* START RECORDS PROVIDED *

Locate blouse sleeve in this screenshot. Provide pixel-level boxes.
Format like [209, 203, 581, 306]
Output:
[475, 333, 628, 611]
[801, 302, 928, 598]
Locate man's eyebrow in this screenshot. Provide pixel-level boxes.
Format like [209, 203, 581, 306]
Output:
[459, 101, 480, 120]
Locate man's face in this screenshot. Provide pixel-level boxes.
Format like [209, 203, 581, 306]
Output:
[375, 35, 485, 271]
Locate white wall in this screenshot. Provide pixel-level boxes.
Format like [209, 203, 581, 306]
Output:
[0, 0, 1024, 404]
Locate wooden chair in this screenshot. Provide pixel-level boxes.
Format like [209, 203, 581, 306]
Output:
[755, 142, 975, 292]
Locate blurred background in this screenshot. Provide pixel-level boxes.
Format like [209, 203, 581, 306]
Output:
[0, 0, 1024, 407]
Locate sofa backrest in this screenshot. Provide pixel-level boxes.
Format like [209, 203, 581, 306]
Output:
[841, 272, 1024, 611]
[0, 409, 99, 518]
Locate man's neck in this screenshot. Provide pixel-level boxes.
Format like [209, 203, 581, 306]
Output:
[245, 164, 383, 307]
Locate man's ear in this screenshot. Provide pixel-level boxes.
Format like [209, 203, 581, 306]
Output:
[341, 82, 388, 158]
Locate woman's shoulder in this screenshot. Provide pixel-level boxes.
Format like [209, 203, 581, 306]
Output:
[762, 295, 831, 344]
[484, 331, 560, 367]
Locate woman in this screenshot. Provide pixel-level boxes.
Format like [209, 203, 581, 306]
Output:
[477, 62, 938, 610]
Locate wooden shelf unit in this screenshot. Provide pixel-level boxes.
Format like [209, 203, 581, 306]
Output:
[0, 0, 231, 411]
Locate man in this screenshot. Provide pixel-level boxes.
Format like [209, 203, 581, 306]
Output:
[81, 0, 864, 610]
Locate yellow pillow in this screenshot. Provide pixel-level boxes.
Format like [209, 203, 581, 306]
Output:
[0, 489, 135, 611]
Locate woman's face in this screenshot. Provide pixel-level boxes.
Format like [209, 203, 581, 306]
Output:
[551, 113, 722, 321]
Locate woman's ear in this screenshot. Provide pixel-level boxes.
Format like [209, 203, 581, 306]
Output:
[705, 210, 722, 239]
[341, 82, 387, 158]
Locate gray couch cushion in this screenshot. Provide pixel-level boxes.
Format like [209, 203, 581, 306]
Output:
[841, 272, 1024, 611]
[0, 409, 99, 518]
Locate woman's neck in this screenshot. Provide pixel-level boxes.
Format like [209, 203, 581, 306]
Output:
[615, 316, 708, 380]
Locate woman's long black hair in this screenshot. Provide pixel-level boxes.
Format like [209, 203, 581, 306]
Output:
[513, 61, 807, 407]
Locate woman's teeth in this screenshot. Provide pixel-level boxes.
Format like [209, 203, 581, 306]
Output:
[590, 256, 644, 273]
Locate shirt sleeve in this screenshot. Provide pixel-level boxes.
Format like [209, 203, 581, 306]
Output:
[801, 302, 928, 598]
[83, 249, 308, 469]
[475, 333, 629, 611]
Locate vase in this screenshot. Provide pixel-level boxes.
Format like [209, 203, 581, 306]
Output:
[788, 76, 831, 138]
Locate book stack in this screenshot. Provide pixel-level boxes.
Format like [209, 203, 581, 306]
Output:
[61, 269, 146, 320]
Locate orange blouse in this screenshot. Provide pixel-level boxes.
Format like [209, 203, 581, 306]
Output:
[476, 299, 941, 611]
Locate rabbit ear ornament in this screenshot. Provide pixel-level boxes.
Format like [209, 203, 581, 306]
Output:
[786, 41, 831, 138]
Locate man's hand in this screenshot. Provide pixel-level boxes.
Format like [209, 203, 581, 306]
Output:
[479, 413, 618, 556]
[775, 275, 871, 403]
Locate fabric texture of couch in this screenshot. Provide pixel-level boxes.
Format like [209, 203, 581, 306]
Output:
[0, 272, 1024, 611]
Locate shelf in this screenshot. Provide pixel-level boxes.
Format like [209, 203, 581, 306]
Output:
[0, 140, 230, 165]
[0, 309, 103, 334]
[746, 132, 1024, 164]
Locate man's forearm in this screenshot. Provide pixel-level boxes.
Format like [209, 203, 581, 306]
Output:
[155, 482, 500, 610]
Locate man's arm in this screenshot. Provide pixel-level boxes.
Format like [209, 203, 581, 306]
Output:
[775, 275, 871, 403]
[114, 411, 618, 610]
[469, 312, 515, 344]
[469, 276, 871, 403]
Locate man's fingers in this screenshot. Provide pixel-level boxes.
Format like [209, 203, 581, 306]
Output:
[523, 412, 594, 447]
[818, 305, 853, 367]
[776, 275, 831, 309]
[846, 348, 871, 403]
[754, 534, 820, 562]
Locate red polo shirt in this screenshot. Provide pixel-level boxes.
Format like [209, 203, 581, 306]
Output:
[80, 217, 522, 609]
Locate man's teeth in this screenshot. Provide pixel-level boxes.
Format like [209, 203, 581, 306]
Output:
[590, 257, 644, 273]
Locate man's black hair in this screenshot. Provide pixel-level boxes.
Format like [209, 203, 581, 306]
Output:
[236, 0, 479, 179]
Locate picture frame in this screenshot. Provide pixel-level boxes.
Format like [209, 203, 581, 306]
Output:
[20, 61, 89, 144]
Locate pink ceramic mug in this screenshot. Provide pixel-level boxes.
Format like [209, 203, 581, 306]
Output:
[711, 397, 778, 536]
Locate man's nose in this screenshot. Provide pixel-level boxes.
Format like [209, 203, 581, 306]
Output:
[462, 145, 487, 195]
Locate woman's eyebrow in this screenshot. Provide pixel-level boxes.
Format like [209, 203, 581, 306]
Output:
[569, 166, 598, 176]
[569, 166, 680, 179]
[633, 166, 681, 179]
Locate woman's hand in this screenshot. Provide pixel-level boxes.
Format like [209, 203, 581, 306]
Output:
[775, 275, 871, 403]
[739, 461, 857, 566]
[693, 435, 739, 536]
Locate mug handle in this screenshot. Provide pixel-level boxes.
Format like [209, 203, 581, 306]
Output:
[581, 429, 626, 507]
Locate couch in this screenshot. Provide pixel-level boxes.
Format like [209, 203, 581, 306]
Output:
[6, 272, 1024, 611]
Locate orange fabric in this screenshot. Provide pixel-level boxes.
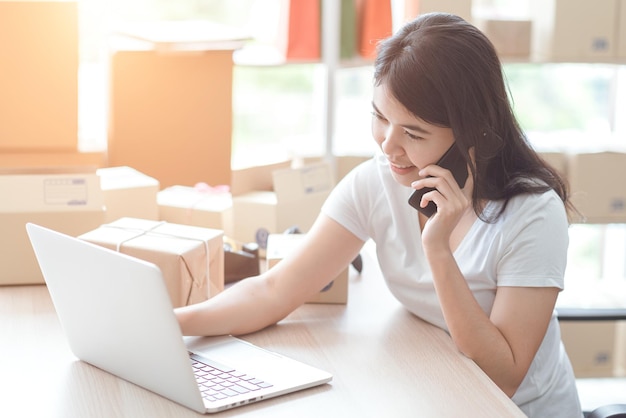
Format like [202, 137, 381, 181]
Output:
[286, 0, 321, 60]
[357, 0, 392, 59]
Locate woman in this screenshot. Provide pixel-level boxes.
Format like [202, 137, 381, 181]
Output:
[176, 14, 582, 418]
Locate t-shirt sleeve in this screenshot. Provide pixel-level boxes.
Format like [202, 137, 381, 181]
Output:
[497, 191, 569, 289]
[321, 160, 376, 241]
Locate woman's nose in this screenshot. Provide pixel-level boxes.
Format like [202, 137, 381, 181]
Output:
[380, 127, 402, 155]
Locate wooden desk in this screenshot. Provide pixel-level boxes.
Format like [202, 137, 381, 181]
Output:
[0, 248, 524, 418]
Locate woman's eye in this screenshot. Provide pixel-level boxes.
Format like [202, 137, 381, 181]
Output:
[371, 112, 385, 120]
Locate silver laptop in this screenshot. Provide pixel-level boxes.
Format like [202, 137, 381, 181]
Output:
[26, 223, 332, 413]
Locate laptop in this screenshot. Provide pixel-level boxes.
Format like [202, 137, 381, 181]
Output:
[26, 223, 332, 413]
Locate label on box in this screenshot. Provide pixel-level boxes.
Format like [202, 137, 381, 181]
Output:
[43, 177, 87, 206]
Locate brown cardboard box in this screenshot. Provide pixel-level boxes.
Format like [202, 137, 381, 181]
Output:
[539, 151, 569, 177]
[615, 0, 626, 62]
[266, 234, 349, 304]
[230, 161, 292, 196]
[476, 19, 532, 58]
[560, 321, 616, 378]
[157, 186, 233, 236]
[405, 0, 472, 22]
[79, 218, 224, 307]
[0, 1, 78, 151]
[0, 170, 105, 285]
[96, 166, 159, 222]
[108, 28, 244, 187]
[568, 151, 626, 223]
[0, 151, 106, 169]
[530, 0, 617, 62]
[232, 162, 334, 248]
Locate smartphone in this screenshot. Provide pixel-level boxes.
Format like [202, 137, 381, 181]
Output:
[409, 142, 468, 218]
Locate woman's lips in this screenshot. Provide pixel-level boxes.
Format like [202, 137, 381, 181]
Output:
[389, 161, 415, 175]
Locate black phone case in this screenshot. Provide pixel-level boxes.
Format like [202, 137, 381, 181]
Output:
[409, 143, 468, 218]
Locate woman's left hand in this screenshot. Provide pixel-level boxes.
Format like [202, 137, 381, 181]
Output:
[411, 164, 474, 251]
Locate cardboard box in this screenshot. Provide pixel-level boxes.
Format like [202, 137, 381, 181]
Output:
[476, 19, 532, 58]
[539, 151, 569, 177]
[96, 166, 159, 222]
[615, 321, 626, 377]
[0, 170, 105, 285]
[79, 218, 224, 307]
[615, 0, 626, 61]
[233, 162, 334, 248]
[108, 27, 240, 187]
[568, 151, 626, 223]
[230, 161, 292, 196]
[404, 0, 472, 22]
[266, 234, 350, 304]
[530, 0, 617, 62]
[0, 1, 78, 152]
[157, 186, 233, 236]
[560, 321, 616, 378]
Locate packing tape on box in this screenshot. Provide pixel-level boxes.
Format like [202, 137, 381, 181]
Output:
[102, 221, 211, 297]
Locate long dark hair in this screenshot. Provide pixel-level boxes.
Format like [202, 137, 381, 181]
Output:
[374, 13, 572, 221]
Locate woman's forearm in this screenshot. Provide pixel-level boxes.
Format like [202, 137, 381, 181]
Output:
[174, 276, 289, 336]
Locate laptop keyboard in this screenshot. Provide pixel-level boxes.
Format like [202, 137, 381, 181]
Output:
[189, 353, 272, 402]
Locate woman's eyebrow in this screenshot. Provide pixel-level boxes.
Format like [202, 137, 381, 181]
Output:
[372, 102, 431, 135]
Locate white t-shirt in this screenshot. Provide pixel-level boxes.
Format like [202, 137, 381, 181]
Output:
[322, 155, 582, 418]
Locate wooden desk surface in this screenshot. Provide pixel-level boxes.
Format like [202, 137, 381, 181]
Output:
[0, 248, 524, 418]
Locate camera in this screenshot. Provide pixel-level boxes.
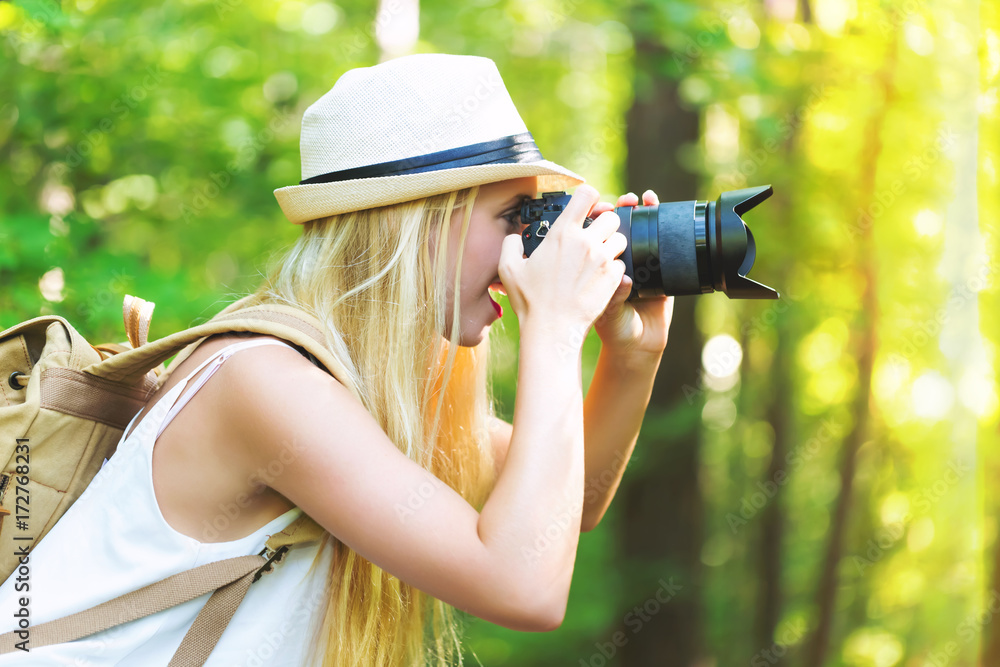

* END RECORDS PROVIDED *

* TASK OBJECTIVE
Rewrite everything from the line containing "Locate blurred background" down to the line containing "[81, 0, 864, 610]", changing "wooden shelf unit" to "wooden bookcase" and leaving everything else unchanged.

* EXERCISE RESPONSE
Locate blurred background in this screenshot. Provide pixel-level boxes.
Format like [209, 203, 581, 306]
Output:
[0, 0, 1024, 407]
Locate sofa backrest in this screenshot. Provide pixel-level boxes.
Format like [209, 203, 581, 306]
Output:
[841, 272, 1024, 611]
[0, 409, 99, 518]
Locate man's neck in this screenshot. Provide pixel-level boxes.
Format like [209, 203, 581, 306]
Output:
[245, 164, 383, 307]
Locate man's ear in this screenshot. Provide pixel-level boxes.
Format like [209, 203, 581, 306]
Output:
[341, 82, 388, 158]
Locate woman's shoulder in this screenshot. Provide pixel-level boxes.
Format like [209, 203, 581, 306]
Output:
[762, 295, 831, 344]
[484, 331, 560, 367]
Locate woman in this screenshot. Provide pixel-level boxes.
Format like [209, 203, 581, 306]
Output:
[477, 62, 938, 610]
Locate wooden bookcase in this screenshot. Provide pixel-level boxes.
Format like [209, 203, 581, 306]
Output:
[0, 0, 231, 411]
Locate man in this screenshot. Provide pixel-level boxes.
Format like [209, 203, 581, 306]
Output:
[81, 0, 864, 610]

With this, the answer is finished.